* Goal *
Copy out every line of the material below verbatim, with nothing added or changed.

* Records *
----

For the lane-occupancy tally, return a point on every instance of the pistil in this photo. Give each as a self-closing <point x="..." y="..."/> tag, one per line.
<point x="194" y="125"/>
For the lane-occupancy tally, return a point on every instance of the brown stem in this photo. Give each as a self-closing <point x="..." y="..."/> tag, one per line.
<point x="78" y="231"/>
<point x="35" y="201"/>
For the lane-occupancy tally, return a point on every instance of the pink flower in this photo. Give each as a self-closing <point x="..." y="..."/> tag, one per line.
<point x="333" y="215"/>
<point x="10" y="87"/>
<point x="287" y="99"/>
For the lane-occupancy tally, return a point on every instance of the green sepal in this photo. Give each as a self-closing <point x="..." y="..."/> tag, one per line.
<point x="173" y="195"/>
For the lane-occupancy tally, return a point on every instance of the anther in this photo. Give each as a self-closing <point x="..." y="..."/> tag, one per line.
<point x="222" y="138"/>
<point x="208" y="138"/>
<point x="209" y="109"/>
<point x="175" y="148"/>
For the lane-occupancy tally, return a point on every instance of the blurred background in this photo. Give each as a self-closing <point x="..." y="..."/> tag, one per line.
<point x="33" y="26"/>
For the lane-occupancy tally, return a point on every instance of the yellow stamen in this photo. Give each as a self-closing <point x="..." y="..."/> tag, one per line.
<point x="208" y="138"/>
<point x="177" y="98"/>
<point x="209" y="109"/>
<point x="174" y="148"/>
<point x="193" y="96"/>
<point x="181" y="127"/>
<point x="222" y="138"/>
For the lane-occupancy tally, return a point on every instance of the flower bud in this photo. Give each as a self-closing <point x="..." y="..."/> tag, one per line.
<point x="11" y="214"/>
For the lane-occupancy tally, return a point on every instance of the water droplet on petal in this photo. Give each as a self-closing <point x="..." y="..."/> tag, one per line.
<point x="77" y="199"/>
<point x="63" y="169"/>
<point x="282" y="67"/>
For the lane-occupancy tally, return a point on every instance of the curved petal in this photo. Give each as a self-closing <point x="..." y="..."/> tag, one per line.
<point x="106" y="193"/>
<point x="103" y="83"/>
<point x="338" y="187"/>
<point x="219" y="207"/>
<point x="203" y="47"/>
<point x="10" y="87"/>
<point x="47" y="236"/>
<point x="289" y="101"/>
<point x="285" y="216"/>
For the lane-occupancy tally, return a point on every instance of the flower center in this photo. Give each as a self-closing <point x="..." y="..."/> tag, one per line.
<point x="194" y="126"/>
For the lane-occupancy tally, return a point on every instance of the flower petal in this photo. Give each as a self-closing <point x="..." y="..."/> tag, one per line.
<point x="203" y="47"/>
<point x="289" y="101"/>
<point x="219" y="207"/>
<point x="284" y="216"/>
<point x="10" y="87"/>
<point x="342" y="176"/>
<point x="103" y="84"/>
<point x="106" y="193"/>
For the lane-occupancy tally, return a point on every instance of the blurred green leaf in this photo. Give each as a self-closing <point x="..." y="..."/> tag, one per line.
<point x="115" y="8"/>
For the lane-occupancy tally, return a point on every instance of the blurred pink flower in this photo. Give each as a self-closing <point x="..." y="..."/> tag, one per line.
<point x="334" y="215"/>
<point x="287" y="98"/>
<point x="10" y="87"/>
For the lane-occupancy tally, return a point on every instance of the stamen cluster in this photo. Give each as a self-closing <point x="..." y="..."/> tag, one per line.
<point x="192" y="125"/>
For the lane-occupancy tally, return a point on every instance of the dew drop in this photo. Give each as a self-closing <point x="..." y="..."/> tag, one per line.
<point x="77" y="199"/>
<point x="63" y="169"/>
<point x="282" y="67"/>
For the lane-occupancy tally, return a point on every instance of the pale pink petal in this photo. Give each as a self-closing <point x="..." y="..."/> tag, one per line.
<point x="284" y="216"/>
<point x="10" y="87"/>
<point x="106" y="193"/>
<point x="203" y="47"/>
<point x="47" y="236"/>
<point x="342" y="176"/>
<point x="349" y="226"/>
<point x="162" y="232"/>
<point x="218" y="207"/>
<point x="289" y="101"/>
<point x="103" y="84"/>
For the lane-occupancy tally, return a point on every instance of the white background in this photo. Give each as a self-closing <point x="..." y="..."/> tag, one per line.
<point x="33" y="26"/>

----

* Completed task *
For the lane-occupancy tally, return a point on every instance of the pistil in this photo. Give each as a self-closing <point x="..." y="..."/> tag, one per line.
<point x="194" y="125"/>
For the lane-occupancy tally, return a point on every instance of the brown stem in this photo. Give each as a self-closing <point x="..." y="..."/> tag, one per line.
<point x="78" y="231"/>
<point x="35" y="201"/>
For the lane-occupancy tally, return a point on every instance of the pink flower in this photo. Give each as a self-closing <point x="..." y="..."/> tag, one per line.
<point x="333" y="215"/>
<point x="10" y="87"/>
<point x="287" y="99"/>
For the lane-occupancy tally, return a point on every instance of the green sepal in this photo. Give each as a self-closing <point x="..." y="..."/> tag, one per line.
<point x="173" y="195"/>
For the lane-occupancy tally, return a point on every instance of the anther in this photo. Give each as a self-closing <point x="..." y="..."/> tag, one per line.
<point x="222" y="138"/>
<point x="208" y="138"/>
<point x="209" y="109"/>
<point x="175" y="148"/>
For the lane-occupancy tally, return a point on every instance of the blurred background in this photo. Give each as a self-closing <point x="..." y="..."/> tag, one per line.
<point x="33" y="26"/>
For the lane-occupancy tally, return a point on every instance of the yellow stamen in this photo. Give each as a self-closing <point x="..." y="..."/> tag, one per line.
<point x="208" y="138"/>
<point x="177" y="98"/>
<point x="209" y="109"/>
<point x="174" y="148"/>
<point x="193" y="96"/>
<point x="181" y="127"/>
<point x="222" y="138"/>
For the lane-occupancy tally, return a point on every instance of the flower bud in this photo. Give each as a self-closing <point x="..." y="..."/> tag, one per line.
<point x="11" y="214"/>
For the lane-occupancy tally, return a point on every instance of the water droplet on petal in this photo. Give each as a self-closing <point x="..." y="..."/> tag, one per line.
<point x="77" y="199"/>
<point x="63" y="169"/>
<point x="282" y="67"/>
For the lane-occupancy tally, return a point on every instance of the curved petal in this photo. Give each as a self-closing <point x="..." y="..."/> tag, one per line.
<point x="106" y="193"/>
<point x="103" y="83"/>
<point x="338" y="187"/>
<point x="219" y="207"/>
<point x="203" y="47"/>
<point x="10" y="87"/>
<point x="47" y="236"/>
<point x="289" y="101"/>
<point x="285" y="216"/>
For the lane-occupancy tally, return a point on every instance of the flower center in this photo. Give each as a self-closing <point x="..." y="..."/> tag, one per line.
<point x="194" y="126"/>
For the lane-occupancy tally, return a point on every instance of the flower petal in this photo. Give each as a self-closing <point x="..." y="..."/> tag, one per line.
<point x="203" y="47"/>
<point x="289" y="101"/>
<point x="219" y="207"/>
<point x="284" y="216"/>
<point x="10" y="87"/>
<point x="342" y="176"/>
<point x="103" y="84"/>
<point x="106" y="193"/>
For the lane-occupancy tally, return a point on every instance of the blurred green leaf in this photo. Give each as a self-closing <point x="..." y="..."/> tag, one per line.
<point x="115" y="8"/>
For the lane-occupancy tally, return a point on every instance of the blurred pink flower in this photo. Give each as a self-closing <point x="..." y="..."/> tag, one per line.
<point x="334" y="215"/>
<point x="287" y="98"/>
<point x="10" y="87"/>
For the lane-occupancy tally, return a point on every instance of the stamen cluster in this photo. Give each as a self-closing <point x="..." y="..."/> tag, one per line.
<point x="192" y="125"/>
For the lane-occupancy tally, return a point on every instance of the dew drop in this photo. Give each as a self-closing <point x="..." y="..."/> tag, one per line.
<point x="77" y="199"/>
<point x="63" y="169"/>
<point x="282" y="67"/>
For the lane-occupancy tally, return a point on every instance of the pale pink petal in this photo. Give each as a self-closing <point x="..." y="..."/> tag, one per line.
<point x="284" y="216"/>
<point x="10" y="87"/>
<point x="106" y="193"/>
<point x="203" y="47"/>
<point x="47" y="236"/>
<point x="342" y="176"/>
<point x="349" y="226"/>
<point x="162" y="232"/>
<point x="218" y="207"/>
<point x="289" y="101"/>
<point x="103" y="84"/>
For the lane-occupancy tally, return a point on every instance of the white background in this photo. Give each as a self-closing <point x="..." y="..."/> tag, one per line.
<point x="33" y="26"/>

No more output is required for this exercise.